Only one span of the listing below is wanted: the lines from the one with "Query: green tablecloth" through the one with "like x=97 y=6.", reproduced exactly, both ends kept.
======== DATA FOR THIS TASK ========
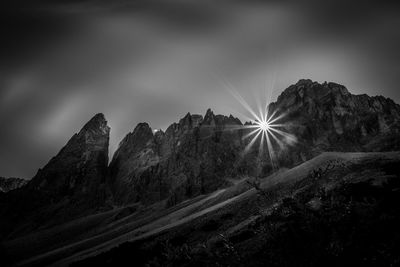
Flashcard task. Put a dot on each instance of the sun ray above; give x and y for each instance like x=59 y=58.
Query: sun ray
x=268 y=124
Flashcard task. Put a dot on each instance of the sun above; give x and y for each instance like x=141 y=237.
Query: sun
x=267 y=126
x=263 y=125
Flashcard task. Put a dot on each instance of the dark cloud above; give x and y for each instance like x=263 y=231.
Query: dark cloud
x=154 y=61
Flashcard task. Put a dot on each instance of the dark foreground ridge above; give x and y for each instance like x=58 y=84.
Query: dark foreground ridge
x=78 y=205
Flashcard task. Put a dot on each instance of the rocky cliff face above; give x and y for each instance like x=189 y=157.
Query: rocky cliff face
x=199 y=155
x=8 y=184
x=80 y=168
x=326 y=117
x=191 y=157
x=70 y=185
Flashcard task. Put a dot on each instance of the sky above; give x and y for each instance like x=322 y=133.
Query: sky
x=63 y=61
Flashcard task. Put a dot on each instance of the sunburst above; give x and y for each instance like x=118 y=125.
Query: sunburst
x=265 y=126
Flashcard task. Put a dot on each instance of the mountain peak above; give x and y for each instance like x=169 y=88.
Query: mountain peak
x=97 y=123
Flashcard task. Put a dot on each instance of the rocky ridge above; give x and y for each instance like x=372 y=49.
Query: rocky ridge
x=8 y=184
x=197 y=155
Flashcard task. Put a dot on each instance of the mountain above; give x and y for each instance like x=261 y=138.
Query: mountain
x=70 y=185
x=201 y=166
x=199 y=155
x=8 y=184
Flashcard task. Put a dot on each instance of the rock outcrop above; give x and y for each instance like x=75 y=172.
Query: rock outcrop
x=197 y=155
x=200 y=154
x=326 y=117
x=8 y=184
x=72 y=184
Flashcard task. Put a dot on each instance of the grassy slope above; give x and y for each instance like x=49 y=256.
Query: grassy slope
x=227 y=210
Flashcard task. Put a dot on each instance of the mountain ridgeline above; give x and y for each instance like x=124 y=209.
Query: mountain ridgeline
x=197 y=155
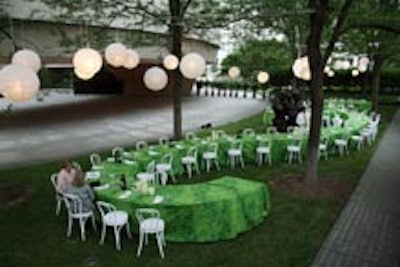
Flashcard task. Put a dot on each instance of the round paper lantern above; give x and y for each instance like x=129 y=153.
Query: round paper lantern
x=132 y=59
x=363 y=61
x=362 y=68
x=355 y=72
x=83 y=74
x=19 y=83
x=115 y=54
x=171 y=62
x=27 y=58
x=301 y=68
x=86 y=62
x=155 y=78
x=234 y=72
x=262 y=77
x=192 y=65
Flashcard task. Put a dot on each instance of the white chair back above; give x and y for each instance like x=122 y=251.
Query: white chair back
x=95 y=159
x=104 y=208
x=163 y=140
x=190 y=136
x=117 y=151
x=249 y=131
x=271 y=130
x=141 y=145
x=73 y=204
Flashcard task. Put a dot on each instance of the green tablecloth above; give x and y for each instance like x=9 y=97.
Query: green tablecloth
x=204 y=212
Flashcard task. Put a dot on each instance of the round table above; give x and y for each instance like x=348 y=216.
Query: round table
x=203 y=212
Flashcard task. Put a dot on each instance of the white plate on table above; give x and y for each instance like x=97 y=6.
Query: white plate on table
x=101 y=187
x=125 y=194
x=93 y=175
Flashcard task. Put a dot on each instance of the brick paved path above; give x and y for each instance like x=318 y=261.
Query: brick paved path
x=367 y=233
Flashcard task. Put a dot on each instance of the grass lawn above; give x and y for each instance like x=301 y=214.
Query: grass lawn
x=31 y=234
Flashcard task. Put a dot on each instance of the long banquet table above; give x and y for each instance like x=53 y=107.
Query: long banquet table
x=216 y=210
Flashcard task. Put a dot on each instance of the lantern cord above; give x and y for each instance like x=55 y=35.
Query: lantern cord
x=11 y=22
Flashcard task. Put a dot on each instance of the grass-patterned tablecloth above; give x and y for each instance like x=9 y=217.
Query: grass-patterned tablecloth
x=204 y=212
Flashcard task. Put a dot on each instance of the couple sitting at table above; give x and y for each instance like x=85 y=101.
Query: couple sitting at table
x=72 y=181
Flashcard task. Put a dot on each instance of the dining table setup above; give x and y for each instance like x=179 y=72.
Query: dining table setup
x=213 y=210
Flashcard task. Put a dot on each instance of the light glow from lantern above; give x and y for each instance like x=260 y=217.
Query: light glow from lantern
x=171 y=62
x=155 y=78
x=115 y=54
x=192 y=65
x=301 y=68
x=234 y=72
x=263 y=77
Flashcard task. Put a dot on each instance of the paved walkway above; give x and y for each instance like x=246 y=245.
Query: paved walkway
x=367 y=233
x=65 y=126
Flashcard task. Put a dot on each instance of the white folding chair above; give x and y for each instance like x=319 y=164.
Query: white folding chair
x=190 y=136
x=114 y=218
x=150 y=174
x=76 y=166
x=342 y=144
x=264 y=150
x=117 y=151
x=190 y=161
x=249 y=131
x=323 y=147
x=293 y=149
x=95 y=160
x=141 y=145
x=150 y=223
x=165 y=165
x=58 y=195
x=271 y=130
x=235 y=153
x=163 y=140
x=211 y=156
x=75 y=211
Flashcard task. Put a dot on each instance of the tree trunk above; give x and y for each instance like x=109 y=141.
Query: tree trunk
x=176 y=33
x=376 y=80
x=317 y=21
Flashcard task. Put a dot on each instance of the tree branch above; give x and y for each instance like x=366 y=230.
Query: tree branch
x=336 y=31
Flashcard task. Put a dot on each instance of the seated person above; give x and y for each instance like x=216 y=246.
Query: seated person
x=82 y=190
x=65 y=176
========
* ANSWER TO THE EXERCISE:
Query: green tablecloth
x=204 y=212
Flashcard task. Put a dot on each instance of the round table above; give x and y for each instance like x=348 y=216.
Query: round table
x=203 y=212
Flashcard task. Put a dot on each instance of the white plate on table above; give x and y for each instance like x=97 y=6.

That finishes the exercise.